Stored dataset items
************
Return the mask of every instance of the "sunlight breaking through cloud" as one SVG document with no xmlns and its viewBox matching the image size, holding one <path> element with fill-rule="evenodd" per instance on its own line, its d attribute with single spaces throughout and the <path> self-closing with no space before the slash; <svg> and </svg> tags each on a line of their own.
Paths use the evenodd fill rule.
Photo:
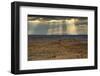
<svg viewBox="0 0 100 76">
<path fill-rule="evenodd" d="M 87 17 L 28 17 L 28 34 L 85 35 L 87 22 Z"/>
</svg>

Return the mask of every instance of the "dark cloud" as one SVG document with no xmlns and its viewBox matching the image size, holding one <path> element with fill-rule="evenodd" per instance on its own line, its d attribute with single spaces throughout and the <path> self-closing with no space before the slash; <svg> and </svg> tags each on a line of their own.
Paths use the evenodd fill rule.
<svg viewBox="0 0 100 76">
<path fill-rule="evenodd" d="M 71 16 L 43 16 L 43 15 L 28 15 L 28 21 L 32 20 L 70 20 L 70 19 L 87 20 L 87 17 L 71 17 Z"/>
</svg>

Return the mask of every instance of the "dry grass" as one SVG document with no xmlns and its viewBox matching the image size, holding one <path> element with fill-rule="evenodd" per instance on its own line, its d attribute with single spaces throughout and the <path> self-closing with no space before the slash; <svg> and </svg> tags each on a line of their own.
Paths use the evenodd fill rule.
<svg viewBox="0 0 100 76">
<path fill-rule="evenodd" d="M 87 58 L 87 41 L 75 39 L 32 40 L 28 43 L 28 60 Z"/>
</svg>

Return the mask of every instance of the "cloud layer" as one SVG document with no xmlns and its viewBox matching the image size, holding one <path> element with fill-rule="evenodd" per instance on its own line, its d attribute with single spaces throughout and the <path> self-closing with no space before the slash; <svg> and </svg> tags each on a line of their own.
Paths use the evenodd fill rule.
<svg viewBox="0 0 100 76">
<path fill-rule="evenodd" d="M 28 16 L 29 35 L 87 35 L 87 17 Z"/>
</svg>

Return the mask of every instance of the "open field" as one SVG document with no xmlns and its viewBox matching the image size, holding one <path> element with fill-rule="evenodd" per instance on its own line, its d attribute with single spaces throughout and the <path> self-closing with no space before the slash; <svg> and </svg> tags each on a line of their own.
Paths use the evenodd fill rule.
<svg viewBox="0 0 100 76">
<path fill-rule="evenodd" d="M 87 57 L 87 36 L 28 36 L 29 61 Z"/>
</svg>

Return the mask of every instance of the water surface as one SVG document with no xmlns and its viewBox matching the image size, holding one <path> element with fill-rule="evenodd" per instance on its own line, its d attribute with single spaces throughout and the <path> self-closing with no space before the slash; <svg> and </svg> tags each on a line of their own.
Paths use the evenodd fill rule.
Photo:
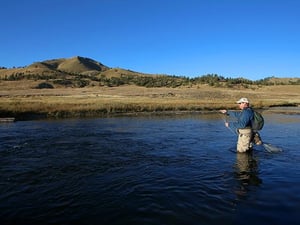
<svg viewBox="0 0 300 225">
<path fill-rule="evenodd" d="M 235 152 L 218 115 L 0 124 L 1 224 L 295 224 L 300 116 Z"/>
</svg>

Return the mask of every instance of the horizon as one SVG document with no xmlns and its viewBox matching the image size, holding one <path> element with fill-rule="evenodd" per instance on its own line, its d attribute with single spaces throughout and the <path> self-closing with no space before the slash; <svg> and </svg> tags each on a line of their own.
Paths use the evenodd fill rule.
<svg viewBox="0 0 300 225">
<path fill-rule="evenodd" d="M 71 5 L 11 0 L 1 7 L 0 66 L 81 56 L 148 74 L 298 78 L 299 6 L 295 0 L 87 0 Z"/>
<path fill-rule="evenodd" d="M 45 61 L 51 61 L 51 60 L 59 60 L 59 59 L 73 59 L 75 57 L 81 57 L 81 58 L 85 58 L 85 59 L 90 59 L 90 60 L 94 60 L 92 58 L 89 58 L 89 57 L 86 57 L 86 56 L 72 56 L 72 57 L 69 57 L 69 58 L 56 58 L 56 59 L 45 59 L 45 60 L 42 60 L 42 61 L 35 61 L 35 62 L 32 62 L 30 63 L 29 65 L 24 65 L 24 66 L 13 66 L 13 67 L 4 67 L 5 69 L 18 69 L 18 68 L 26 68 L 34 63 L 41 63 L 41 62 L 45 62 Z M 97 60 L 94 60 L 98 63 L 101 63 L 103 64 L 102 62 L 100 61 L 97 61 Z M 120 67 L 110 67 L 109 65 L 105 65 L 103 64 L 104 66 L 108 67 L 109 69 L 116 69 L 116 68 L 119 68 L 119 69 L 124 69 L 124 68 L 120 68 Z M 1 65 L 0 65 L 0 68 L 1 68 Z M 124 69 L 124 70 L 130 70 L 130 71 L 133 71 L 131 69 Z M 148 74 L 148 73 L 143 73 L 142 71 L 133 71 L 133 72 L 136 72 L 136 73 L 141 73 L 141 74 Z M 170 74 L 162 74 L 162 73 L 156 73 L 156 74 L 148 74 L 148 75 L 162 75 L 162 76 L 175 76 L 175 77 L 186 77 L 186 78 L 189 78 L 189 79 L 193 79 L 193 78 L 199 78 L 199 77 L 203 77 L 203 76 L 207 76 L 207 75 L 217 75 L 218 77 L 223 77 L 224 79 L 248 79 L 250 81 L 260 81 L 260 80 L 264 80 L 264 79 L 269 79 L 269 78 L 275 78 L 275 79 L 300 79 L 298 77 L 276 77 L 276 76 L 270 76 L 270 77 L 263 77 L 263 78 L 260 78 L 260 79 L 249 79 L 249 78 L 245 78 L 245 77 L 226 77 L 226 76 L 223 76 L 223 75 L 220 75 L 220 74 L 201 74 L 201 75 L 197 75 L 197 76 L 194 76 L 194 77 L 189 77 L 189 76 L 181 76 L 181 75 L 170 75 Z"/>
</svg>

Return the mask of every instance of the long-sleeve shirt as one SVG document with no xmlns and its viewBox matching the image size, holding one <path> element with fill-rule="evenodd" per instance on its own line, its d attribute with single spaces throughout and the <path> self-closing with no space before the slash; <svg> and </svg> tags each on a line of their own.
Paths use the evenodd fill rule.
<svg viewBox="0 0 300 225">
<path fill-rule="evenodd" d="M 254 116 L 251 108 L 245 108 L 242 111 L 228 111 L 227 114 L 237 119 L 237 121 L 229 123 L 230 128 L 236 130 L 251 127 L 251 121 Z"/>
</svg>

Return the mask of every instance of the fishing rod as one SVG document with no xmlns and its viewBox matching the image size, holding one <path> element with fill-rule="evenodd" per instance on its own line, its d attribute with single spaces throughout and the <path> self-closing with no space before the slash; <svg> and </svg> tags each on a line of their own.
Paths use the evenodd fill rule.
<svg viewBox="0 0 300 225">
<path fill-rule="evenodd" d="M 221 114 L 218 114 L 218 115 L 220 115 L 220 117 L 221 117 L 221 119 L 224 121 L 224 123 L 228 123 L 228 121 L 227 121 L 227 115 L 226 115 L 226 114 L 225 114 L 225 117 L 223 117 Z M 232 130 L 231 127 L 229 127 L 229 126 L 226 126 L 226 127 L 227 127 L 227 128 L 230 130 L 230 132 L 233 133 L 235 136 L 238 135 L 236 132 L 234 132 L 234 131 Z M 262 146 L 264 147 L 264 149 L 265 149 L 267 152 L 270 152 L 270 153 L 282 152 L 282 149 L 281 149 L 281 148 L 279 148 L 279 147 L 277 147 L 277 146 L 274 146 L 274 145 L 272 145 L 272 144 L 270 144 L 270 143 L 262 142 Z"/>
<path fill-rule="evenodd" d="M 224 121 L 224 123 L 228 123 L 228 121 L 227 121 L 227 115 L 225 114 L 225 116 L 223 117 L 221 114 L 219 114 L 220 115 L 220 117 L 221 117 L 221 119 Z M 226 126 L 227 127 L 227 126 Z M 236 132 L 234 132 L 233 130 L 232 130 L 232 128 L 231 127 L 227 127 L 229 130 L 230 130 L 230 132 L 231 133 L 233 133 L 235 136 L 237 135 L 237 133 Z"/>
</svg>

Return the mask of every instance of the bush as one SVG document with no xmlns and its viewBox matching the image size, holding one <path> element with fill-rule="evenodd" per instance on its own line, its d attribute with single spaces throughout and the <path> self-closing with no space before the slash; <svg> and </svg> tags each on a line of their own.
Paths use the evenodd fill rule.
<svg viewBox="0 0 300 225">
<path fill-rule="evenodd" d="M 43 82 L 38 84 L 38 86 L 36 86 L 37 89 L 43 89 L 43 88 L 54 88 L 52 84 Z"/>
<path fill-rule="evenodd" d="M 54 84 L 63 85 L 63 86 L 66 86 L 66 87 L 73 86 L 73 82 L 71 80 L 66 80 L 66 79 L 63 79 L 63 80 L 54 80 L 53 83 Z"/>
</svg>

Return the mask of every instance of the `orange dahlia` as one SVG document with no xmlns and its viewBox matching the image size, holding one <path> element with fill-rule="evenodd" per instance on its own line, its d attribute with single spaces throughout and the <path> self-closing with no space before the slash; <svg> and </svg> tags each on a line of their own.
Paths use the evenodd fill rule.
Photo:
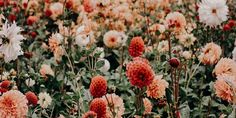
************
- **How to complete this task**: For the word "cloud", find all matching lines in the entries above and copy them out.

- **Reply to the exercise**:
Return the mask of every instance of the "sunlight breaking through cloud" as one SVG document with no xmlns and its viewBox matching the image size, holding one <path> element with fill-rule="evenodd" per instance on its own line, its d attribute with single spaces throughout and the <path> self-closing with no space before the slash; <svg> and </svg> tags each on a line of their own.
Return the mask of every instance of the "dark cloud" as one SVG document with no xmlns and its viewBox matching the image size, holding one <path> element with fill-rule="evenodd" per instance on its own line, its d attribute with single spaces throughout and the <path> self-closing with no space before the slash; <svg> and </svg> tags each on a line of their own.
Return the mask of every instance of the "cloud layer" as one SVG document with no xmlns and its viewBox matching the image size, holding one <path> element with fill-rule="evenodd" per instance on its own line, its d attribute with single spaces throughout and the <path> self-closing with no space before the slash; <svg> and </svg> tags each on a line of their own.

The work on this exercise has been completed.